Items listed in a dataset
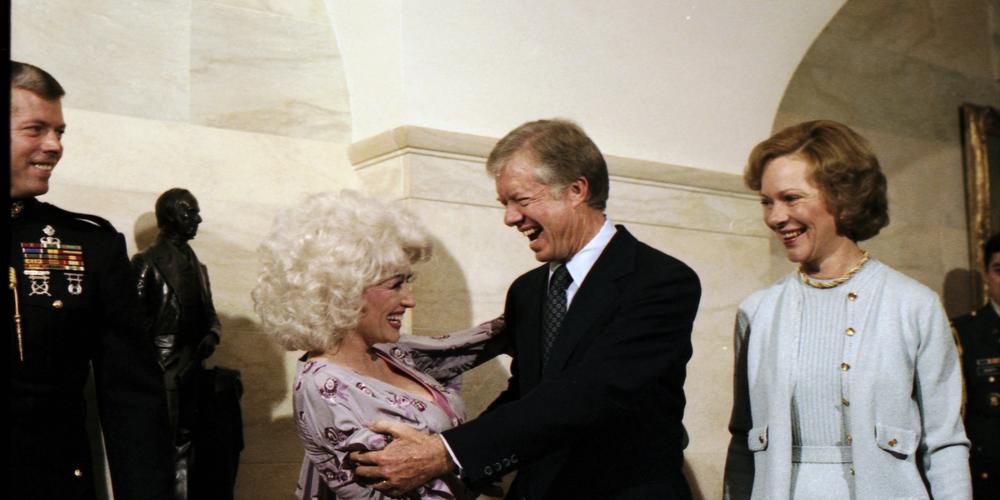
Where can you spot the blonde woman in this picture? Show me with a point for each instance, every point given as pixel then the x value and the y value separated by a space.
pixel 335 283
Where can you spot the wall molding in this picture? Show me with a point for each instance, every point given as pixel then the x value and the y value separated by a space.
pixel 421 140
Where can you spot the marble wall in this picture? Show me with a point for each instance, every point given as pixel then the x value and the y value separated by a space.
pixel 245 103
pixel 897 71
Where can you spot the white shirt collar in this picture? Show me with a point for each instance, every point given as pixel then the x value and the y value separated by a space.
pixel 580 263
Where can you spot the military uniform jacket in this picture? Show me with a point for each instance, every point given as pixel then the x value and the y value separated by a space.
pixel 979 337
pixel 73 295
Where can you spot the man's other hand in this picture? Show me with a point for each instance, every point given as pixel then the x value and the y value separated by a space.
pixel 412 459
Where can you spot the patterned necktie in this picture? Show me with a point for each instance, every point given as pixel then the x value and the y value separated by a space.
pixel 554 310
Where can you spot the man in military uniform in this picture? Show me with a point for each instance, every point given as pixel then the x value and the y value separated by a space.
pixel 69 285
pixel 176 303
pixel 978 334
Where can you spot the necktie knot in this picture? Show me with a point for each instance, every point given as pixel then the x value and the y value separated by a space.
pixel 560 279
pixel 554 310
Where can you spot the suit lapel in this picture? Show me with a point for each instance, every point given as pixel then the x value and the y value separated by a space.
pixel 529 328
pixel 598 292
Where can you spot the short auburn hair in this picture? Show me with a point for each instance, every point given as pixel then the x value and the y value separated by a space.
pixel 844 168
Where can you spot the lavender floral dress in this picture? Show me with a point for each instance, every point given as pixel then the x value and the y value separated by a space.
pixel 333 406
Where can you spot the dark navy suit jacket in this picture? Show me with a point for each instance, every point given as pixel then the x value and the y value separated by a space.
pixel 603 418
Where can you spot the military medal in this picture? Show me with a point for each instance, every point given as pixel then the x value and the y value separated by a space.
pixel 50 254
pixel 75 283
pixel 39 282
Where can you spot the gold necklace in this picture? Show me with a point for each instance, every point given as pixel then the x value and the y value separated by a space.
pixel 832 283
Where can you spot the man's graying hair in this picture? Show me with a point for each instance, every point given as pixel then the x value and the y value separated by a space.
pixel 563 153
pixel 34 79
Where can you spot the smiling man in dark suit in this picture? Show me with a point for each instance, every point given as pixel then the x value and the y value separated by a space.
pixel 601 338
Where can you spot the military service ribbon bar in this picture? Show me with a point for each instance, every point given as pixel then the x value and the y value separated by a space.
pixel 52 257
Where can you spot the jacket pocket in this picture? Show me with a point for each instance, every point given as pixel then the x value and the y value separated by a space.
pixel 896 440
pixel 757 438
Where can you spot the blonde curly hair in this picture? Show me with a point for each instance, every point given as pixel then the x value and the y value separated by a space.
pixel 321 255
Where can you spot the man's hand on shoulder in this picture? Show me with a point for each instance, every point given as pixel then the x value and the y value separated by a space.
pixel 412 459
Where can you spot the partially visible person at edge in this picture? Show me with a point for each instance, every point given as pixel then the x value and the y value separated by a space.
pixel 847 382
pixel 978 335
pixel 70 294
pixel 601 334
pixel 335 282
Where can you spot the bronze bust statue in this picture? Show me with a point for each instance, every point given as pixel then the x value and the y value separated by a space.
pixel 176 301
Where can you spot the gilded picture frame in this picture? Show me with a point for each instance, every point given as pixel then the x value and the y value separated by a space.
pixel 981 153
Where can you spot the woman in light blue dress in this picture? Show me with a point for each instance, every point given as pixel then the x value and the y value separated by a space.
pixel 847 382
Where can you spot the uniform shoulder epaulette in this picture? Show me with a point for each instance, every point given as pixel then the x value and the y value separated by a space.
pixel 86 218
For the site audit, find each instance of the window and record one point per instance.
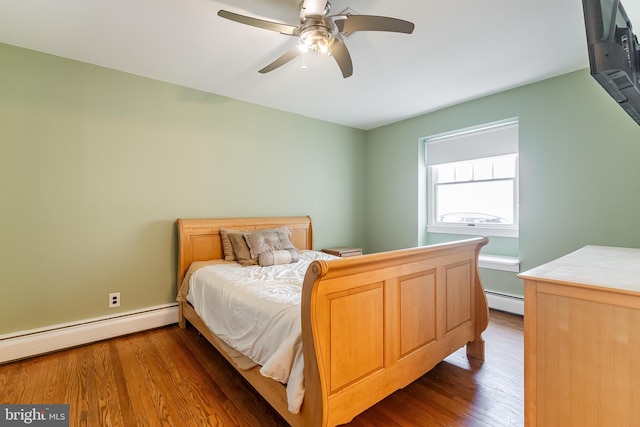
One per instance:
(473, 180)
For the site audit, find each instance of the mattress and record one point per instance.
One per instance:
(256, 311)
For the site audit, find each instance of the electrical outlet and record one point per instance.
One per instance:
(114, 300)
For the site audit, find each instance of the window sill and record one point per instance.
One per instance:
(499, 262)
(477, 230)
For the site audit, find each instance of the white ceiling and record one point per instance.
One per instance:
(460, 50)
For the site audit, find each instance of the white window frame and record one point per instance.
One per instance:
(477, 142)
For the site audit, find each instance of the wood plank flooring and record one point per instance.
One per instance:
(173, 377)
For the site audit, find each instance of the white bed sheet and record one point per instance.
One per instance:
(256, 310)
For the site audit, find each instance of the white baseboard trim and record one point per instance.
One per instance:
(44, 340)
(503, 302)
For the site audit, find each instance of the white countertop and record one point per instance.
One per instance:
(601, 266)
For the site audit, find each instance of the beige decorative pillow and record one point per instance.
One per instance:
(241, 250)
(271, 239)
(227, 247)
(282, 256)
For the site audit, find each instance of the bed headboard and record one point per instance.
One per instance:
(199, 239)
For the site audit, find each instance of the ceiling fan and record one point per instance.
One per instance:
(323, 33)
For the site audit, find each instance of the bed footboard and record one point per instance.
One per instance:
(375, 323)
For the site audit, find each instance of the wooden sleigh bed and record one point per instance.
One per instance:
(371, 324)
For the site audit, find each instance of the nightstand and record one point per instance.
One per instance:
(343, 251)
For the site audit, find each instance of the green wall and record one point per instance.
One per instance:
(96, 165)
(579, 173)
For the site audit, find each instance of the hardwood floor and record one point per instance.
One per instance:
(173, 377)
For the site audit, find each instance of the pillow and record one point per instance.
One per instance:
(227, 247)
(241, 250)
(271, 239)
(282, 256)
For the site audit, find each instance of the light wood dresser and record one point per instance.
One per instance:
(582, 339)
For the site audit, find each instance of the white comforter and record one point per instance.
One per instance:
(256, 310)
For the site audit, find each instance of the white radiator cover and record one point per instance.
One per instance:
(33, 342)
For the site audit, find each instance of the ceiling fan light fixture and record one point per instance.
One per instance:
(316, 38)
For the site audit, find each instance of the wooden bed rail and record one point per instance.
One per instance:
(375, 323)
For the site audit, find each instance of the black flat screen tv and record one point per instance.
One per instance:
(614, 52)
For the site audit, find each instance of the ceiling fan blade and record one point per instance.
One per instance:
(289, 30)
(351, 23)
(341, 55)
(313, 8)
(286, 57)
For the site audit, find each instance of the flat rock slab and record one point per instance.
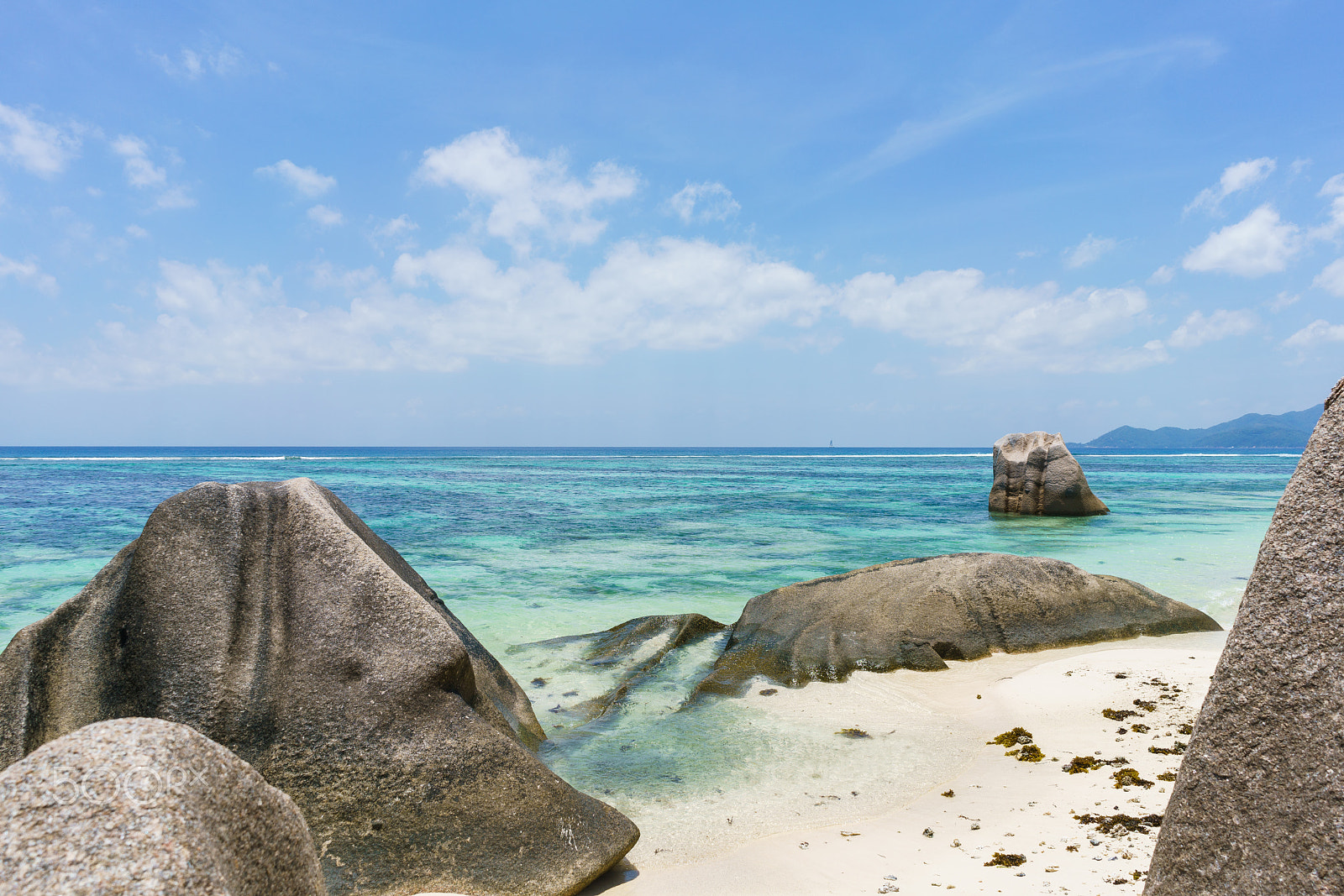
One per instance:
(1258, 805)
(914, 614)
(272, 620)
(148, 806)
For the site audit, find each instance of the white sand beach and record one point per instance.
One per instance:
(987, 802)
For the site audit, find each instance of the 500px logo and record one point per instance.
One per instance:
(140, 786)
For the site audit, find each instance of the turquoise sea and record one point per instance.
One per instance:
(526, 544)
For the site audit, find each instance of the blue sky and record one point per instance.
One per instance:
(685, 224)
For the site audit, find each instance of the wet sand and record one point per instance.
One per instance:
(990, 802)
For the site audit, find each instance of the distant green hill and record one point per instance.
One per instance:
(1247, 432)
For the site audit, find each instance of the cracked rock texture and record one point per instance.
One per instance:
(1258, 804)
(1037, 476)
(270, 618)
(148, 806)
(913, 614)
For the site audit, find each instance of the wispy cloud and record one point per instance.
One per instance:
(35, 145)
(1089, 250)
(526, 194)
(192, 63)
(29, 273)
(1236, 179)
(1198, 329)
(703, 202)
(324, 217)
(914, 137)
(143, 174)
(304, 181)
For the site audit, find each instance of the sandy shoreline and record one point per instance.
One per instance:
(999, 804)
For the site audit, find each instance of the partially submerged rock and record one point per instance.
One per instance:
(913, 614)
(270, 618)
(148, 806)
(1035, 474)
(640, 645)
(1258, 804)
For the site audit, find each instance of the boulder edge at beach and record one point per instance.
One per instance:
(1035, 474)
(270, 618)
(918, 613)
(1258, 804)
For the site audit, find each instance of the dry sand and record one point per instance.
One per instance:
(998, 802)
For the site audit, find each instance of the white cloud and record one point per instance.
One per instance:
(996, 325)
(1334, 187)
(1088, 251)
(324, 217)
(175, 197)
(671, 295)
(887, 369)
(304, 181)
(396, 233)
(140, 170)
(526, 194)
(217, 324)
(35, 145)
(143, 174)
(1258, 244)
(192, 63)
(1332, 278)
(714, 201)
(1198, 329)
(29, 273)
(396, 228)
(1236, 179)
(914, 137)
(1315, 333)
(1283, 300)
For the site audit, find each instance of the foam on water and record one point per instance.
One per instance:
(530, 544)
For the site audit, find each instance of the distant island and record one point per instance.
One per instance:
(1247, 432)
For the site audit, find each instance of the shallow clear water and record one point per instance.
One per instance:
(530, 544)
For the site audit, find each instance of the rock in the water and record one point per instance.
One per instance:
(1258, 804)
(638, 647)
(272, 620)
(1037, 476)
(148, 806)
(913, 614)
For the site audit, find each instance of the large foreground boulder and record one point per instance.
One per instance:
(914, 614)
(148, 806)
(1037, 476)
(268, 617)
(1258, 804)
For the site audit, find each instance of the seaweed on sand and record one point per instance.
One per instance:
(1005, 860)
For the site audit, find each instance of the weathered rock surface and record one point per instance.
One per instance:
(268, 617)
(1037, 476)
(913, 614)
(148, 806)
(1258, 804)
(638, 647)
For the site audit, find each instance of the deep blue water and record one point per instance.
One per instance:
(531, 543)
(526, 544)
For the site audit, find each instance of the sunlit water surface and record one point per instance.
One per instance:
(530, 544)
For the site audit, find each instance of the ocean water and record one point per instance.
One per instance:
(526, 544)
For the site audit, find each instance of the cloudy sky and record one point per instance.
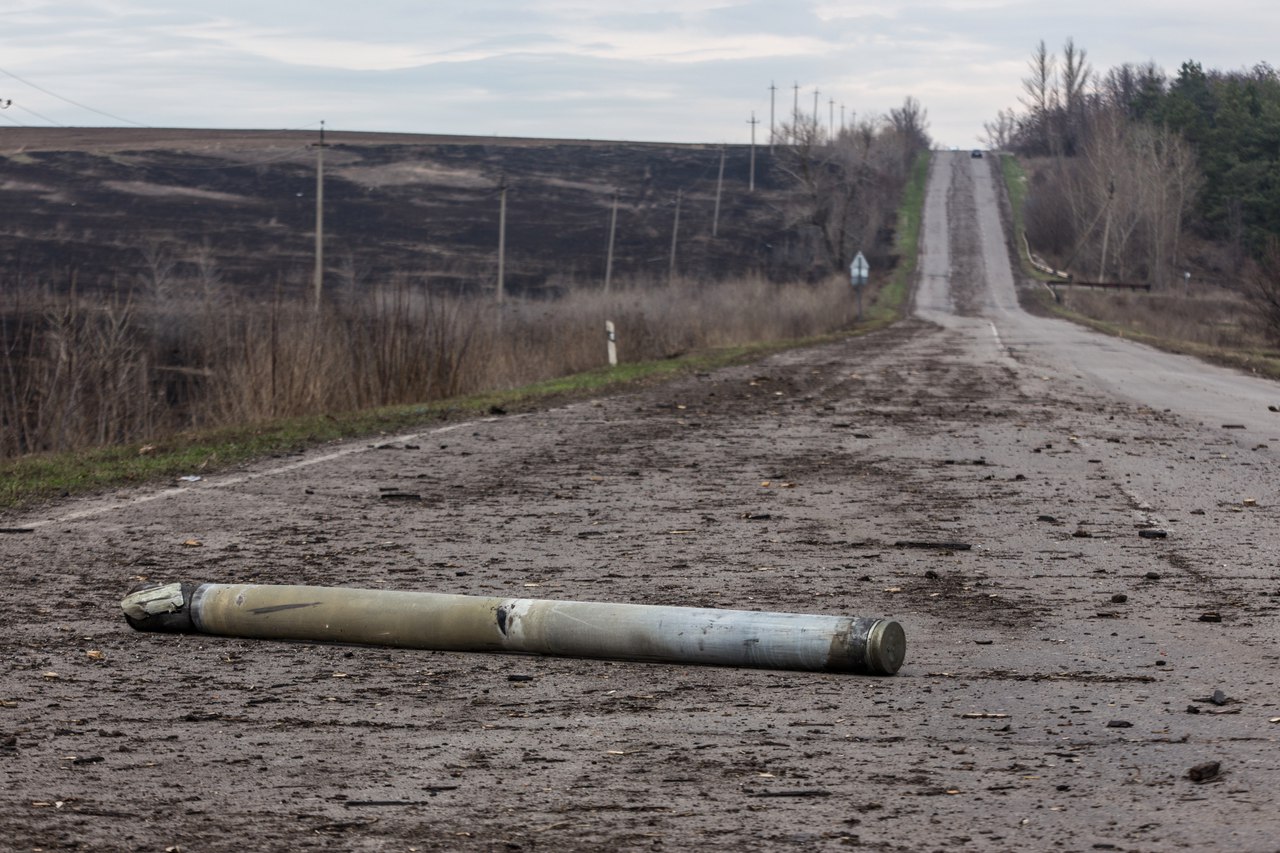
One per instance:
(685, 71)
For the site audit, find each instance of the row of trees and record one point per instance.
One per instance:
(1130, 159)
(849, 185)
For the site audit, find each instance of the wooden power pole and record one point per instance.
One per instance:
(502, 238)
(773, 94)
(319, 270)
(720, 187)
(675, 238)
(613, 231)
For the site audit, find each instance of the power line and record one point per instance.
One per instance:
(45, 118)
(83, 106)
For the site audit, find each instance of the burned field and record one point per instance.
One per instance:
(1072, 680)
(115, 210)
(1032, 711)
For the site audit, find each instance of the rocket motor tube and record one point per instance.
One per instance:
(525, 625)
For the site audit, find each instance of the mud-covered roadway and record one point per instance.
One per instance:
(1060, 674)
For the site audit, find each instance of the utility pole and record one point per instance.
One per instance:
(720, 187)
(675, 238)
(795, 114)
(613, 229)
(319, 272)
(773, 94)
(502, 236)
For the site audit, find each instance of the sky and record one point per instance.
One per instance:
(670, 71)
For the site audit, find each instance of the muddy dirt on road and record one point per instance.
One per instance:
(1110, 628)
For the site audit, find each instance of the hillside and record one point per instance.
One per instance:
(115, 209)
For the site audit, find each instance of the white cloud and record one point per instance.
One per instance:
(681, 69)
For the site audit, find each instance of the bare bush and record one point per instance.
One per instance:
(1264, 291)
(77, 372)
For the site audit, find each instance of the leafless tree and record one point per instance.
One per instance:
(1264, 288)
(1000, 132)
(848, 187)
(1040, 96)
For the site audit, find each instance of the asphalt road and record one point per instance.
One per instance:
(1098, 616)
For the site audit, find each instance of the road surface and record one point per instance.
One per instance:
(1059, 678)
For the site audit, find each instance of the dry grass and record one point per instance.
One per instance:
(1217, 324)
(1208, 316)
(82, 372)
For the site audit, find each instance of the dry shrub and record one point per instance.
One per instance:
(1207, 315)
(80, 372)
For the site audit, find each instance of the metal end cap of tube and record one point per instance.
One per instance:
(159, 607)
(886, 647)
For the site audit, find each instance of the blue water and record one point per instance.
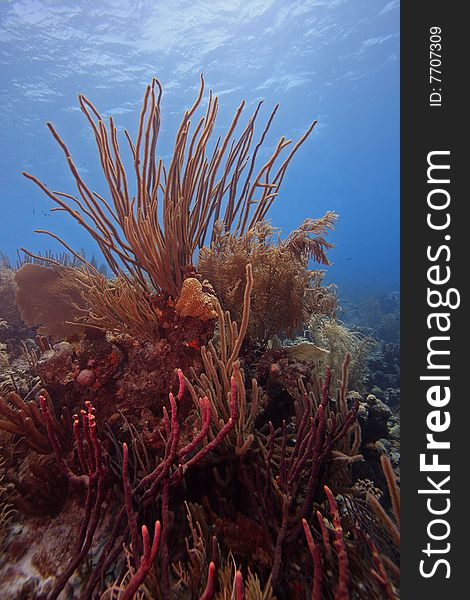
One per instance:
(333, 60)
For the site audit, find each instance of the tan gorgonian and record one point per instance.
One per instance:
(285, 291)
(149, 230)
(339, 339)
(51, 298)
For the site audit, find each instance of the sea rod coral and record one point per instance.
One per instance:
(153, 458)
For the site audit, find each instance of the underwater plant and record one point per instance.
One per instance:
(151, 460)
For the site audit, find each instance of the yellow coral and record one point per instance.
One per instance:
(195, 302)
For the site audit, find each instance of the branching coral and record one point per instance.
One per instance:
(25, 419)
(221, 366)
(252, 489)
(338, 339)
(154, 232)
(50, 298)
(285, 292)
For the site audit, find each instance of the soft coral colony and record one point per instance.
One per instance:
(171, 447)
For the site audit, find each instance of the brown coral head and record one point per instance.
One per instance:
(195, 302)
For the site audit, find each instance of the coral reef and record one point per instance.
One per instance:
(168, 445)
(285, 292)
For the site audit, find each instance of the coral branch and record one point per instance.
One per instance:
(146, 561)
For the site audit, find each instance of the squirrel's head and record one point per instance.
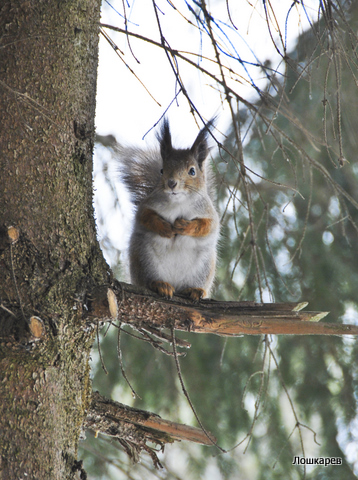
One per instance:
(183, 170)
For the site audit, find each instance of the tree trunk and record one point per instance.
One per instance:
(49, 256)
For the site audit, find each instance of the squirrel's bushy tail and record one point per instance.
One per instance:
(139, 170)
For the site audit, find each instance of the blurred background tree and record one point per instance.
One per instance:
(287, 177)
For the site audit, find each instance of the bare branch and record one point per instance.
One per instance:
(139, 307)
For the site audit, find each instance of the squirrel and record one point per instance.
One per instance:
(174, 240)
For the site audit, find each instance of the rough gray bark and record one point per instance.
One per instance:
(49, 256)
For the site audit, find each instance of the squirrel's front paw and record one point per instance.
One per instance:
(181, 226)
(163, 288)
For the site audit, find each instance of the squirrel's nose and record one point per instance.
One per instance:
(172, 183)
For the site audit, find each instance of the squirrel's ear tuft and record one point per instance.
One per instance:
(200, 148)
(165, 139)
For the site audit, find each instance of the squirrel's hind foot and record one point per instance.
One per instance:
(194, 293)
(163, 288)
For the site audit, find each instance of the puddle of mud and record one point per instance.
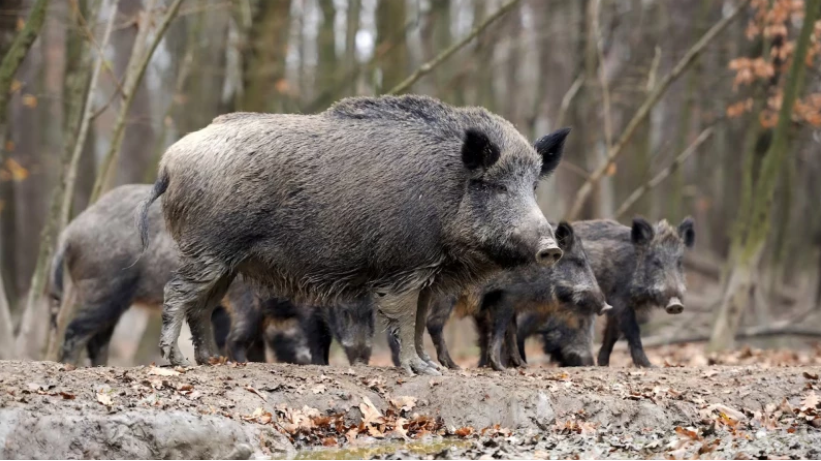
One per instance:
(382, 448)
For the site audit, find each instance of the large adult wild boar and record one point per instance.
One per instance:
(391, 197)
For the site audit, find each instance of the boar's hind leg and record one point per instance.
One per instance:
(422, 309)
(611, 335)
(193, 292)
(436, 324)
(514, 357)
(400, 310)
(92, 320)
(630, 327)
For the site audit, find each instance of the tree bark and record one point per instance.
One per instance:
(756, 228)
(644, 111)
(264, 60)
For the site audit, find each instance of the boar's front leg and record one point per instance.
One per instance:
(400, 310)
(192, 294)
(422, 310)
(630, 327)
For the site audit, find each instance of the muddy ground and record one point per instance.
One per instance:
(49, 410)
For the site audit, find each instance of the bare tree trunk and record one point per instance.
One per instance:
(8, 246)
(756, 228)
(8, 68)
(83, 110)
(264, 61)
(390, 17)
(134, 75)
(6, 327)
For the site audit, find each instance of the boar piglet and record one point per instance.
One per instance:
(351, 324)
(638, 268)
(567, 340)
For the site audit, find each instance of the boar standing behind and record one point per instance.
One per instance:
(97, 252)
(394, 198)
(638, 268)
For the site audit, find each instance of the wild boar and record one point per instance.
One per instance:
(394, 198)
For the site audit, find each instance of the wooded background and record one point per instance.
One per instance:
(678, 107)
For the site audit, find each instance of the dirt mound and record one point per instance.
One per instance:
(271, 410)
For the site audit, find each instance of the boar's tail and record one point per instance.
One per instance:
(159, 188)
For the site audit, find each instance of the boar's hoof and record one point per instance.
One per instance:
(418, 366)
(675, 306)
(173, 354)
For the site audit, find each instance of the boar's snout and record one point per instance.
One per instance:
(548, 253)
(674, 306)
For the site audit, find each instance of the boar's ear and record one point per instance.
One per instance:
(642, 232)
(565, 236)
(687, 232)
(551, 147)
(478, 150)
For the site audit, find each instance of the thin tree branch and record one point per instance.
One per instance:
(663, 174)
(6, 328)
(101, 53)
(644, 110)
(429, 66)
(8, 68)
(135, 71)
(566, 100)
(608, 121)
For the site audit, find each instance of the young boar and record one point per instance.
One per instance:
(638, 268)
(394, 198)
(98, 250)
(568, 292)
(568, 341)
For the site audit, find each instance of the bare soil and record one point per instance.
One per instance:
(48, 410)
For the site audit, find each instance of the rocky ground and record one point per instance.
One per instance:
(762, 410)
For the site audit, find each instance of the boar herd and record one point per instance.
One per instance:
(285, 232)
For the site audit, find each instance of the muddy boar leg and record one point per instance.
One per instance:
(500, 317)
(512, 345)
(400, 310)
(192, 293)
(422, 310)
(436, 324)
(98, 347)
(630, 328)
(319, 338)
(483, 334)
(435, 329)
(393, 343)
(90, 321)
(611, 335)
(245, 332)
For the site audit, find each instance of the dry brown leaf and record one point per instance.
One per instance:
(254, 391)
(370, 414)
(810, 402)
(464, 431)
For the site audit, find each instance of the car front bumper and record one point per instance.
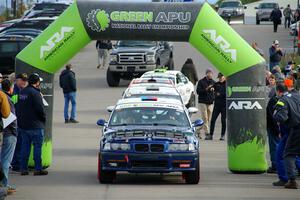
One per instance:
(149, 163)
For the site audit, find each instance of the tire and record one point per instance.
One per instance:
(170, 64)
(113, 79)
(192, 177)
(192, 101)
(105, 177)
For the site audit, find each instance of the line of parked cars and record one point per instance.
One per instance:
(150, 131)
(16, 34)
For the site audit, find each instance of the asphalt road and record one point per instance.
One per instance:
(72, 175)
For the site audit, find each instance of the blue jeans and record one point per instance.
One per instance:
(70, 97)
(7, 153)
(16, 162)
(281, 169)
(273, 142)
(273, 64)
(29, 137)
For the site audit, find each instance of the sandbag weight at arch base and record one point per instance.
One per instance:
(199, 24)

▶ Problem requirements: Edit everything from the line containing "Where can you spot the dark" down to the line containing "pixel 321 255" so that "military medal" becomes "service medal", and leave every other part of those lines as it is.

▶ Correct result:
Where can you spot the dark navy suit jacket in this picture? Show me with a point for each instance, every point given as pixel then the x value and the y value separated by a space.
pixel 603 418
Where can you spot the service medal in this picture? Show me with a point for each instance, every point given as pixel then the x value and the y value separated by a space.
pixel 50 254
pixel 75 283
pixel 39 282
Where can you spot the gold necklace in this picture? Show me with a point for each instance, every point given as pixel then the x value and the y value separated by a space.
pixel 832 283
Where can you spot the man's graying hair in this picture? Show me with a point for each instance, every point given as pixel then the x value and the y value separated by a space.
pixel 563 153
pixel 34 79
Where can you spot the smiling man in dark suit in this picture? Show me with a point for each instance, every point given as pixel then the x value and the y value separated by a space.
pixel 601 338
Where can you spot the military service ribbon bar in this picture? Show me with a point for each instance, every point given as pixel then the x value and the y value separated by a space.
pixel 52 257
Where can you spot the jacket pocket in this picture? Show me with a point for each instance, every point given as pixel then the x value and the y value separated by a space.
pixel 896 440
pixel 757 438
Where can you spot the blonde curly hair in this picture? Show me with a point for each instance, every point given as pixel then the x value and the y value separated by a space.
pixel 321 255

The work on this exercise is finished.